_SÉRIE D'EXERCICES_
1 - Indiquez la date avant laquelle, selon l'article sur l'affaire de Filippis, la commission présidée par Philippe Léger doit présenter son projet de réforme.
2 - Prolongez l'article sur l'affaire de Filippis à partir de sa dernière phrase.

_EXTRAIT CHOISI_
#####

Nicolas Sarkozy a fait entendre un son de cloche tout à fait discordant par rapport aux prises de positions des membres de son gouvernement dans l'affaire de l'interpellation controversée de Vittorio de Filippis, l'ancien directeur de la publication de Libération, vendredi 28 novembre.
Le chef de l'Etat a assuré, lundi 1er décembre, dans un communiqué, comprendre "l'émoi" suscité par le sort de M. de Filippis, interpellé à l'aube, humilié et menotté, pour une plainte en diffamation en raison d'un commentaire d'un internaute de Xavier Niel, fondateur du fournisseur d'accès Internet Free.
Face à la vague de protestations, tant dans les médias qu'au sein de la classe politique, M. Sarkozy a appelé à une dépénalisation de la diffamation et à une nouvelle réforme de la procédure pénale. L'Elysée a "confié à la commission présidée par Philippe Léger, avocat général à la Cour de justice des Communautés européennes (CJCE), la mission de travailler à la définition d'une procédure pénale modernisée et plus respectueuse des droits et de la dignité des personnes", souligne le communiqué.
Lancée en octobre par Rachida Dati, ministre de la justice, cette commission doit présenter d'ici au 1er juillet 2009 un projet de réforme du code pénal et de sa procédure pour rendre le droit "plus cohérent et plus lisible". M. Sarkozy a également rappelé avoir demandé à la garde des sceaux de "mettre en oeuvre les propositions de la commission Guinchard qui préconise notamment la dépénalisation de la diffamation". L'universitaire Serge Guinchard a rendu fin juin à Rachida Dati le rapport du groupe de travail qu'il présidait sur une nouvelle répartition des contentieux. Le projet de loi reprenant ces recommandations doit être examiné par le Parlement "dès le début de l'année 2009", conclut l'Elysée.
VERSION CONTESTÉE
Laurent Joffrin, PDG de Libération, s'est dit satisfait des propos de M. Sarkozy. constatant que le président a "contredit en deux phrases sa ministre de la justice et sa ministre de l'intérieur (Michèle Alliot-Marie)". Interpellée lundi matin au Sénat par Jean-Pierre Sueur, sénateur PS du Loiret, Mme Dati avait affirmé que la procédure du mandat d'amener pour une banale affaire de diffamation était "tout à fait régulière". "Un citoyen qui ne défère pas aux convocations, on lui envoie un mandat d'amener (...) comme c'est le cas dans cette affaire", a-t-elle dit devant les sénateurs. Et ce "à trois reprises", a-t-elle ajouté.
Version contestée par Me Jean-Paul Lévy, avocat de Libération : "Je n'ai pas vu les trois convocations dans le dossier." Me Lévy songe à des recours contre la procédure dans son ensemble.

#####

_DONNÉES FOURNIES_
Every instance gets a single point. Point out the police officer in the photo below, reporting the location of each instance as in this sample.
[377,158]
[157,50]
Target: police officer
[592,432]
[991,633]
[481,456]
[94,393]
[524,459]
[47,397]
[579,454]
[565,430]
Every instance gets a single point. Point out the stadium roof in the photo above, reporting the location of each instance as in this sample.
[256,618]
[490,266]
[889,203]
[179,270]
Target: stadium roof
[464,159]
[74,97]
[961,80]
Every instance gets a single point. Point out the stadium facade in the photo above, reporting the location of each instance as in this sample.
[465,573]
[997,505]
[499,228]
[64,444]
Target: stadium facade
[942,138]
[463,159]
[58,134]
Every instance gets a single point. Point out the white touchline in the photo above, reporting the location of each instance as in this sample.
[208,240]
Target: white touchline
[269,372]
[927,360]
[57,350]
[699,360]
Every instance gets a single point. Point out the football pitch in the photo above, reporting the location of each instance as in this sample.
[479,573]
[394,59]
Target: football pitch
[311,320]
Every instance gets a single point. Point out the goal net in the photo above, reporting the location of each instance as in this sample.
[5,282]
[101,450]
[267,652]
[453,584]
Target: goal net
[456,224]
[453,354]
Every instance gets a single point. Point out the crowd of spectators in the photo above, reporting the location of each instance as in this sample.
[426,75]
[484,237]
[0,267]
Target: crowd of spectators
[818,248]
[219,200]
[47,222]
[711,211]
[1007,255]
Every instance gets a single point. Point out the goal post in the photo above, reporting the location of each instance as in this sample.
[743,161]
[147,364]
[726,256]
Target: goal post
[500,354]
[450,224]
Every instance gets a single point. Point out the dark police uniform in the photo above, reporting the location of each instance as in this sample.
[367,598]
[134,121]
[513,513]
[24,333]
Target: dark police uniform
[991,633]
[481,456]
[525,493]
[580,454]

#####

_RÉPONSES PAR NUMÉRO_
1 - Le 1er juillet 2009.

2 -
Mme Alliot-Marie avait, quant à elle, assuré que "la police avait suivi les procédures" pour exécuter le mandat d'amener et que M. de Filippis n'avait "pas été menotté devant ses enfants". Dans leurs rapports transmis à l'AFP, les policiers, intervenus au domicile du journaliste, au Raincy (Seine-Saint-Denis), disent avoir été "courtois et patients", démentant avoir insulté M. de Filippis. Selon les fonctionnaires, le journaliste a été menotté durant son transfert au Palais de justice de Paris "pour des raisons de sécurité".
Quoi qu'il en soit, cette affaire suscite indignation et malaise. Plusieurs voix ont demandé l'ouverture d'une enquête. Jean-Claude Magendie, premier président de la cour d'appel de Paris, a demandé des explications sur les conditions dans lesquelles a été délivré et appliqué le mandat d'amener. La cour d'appel a ordonné une enquête interne. Il s'agit de savoir si M. de Filippis n'a pas répondu à une ou plusieurs convocations et si cette omission justifiait la méthode utilisée.
"Nous maintenons que le mandat d'amener était un moyen disproportionné et irrégulier", écrit Laurent Joffrin, mardi 2 décembre, dans le quotidien.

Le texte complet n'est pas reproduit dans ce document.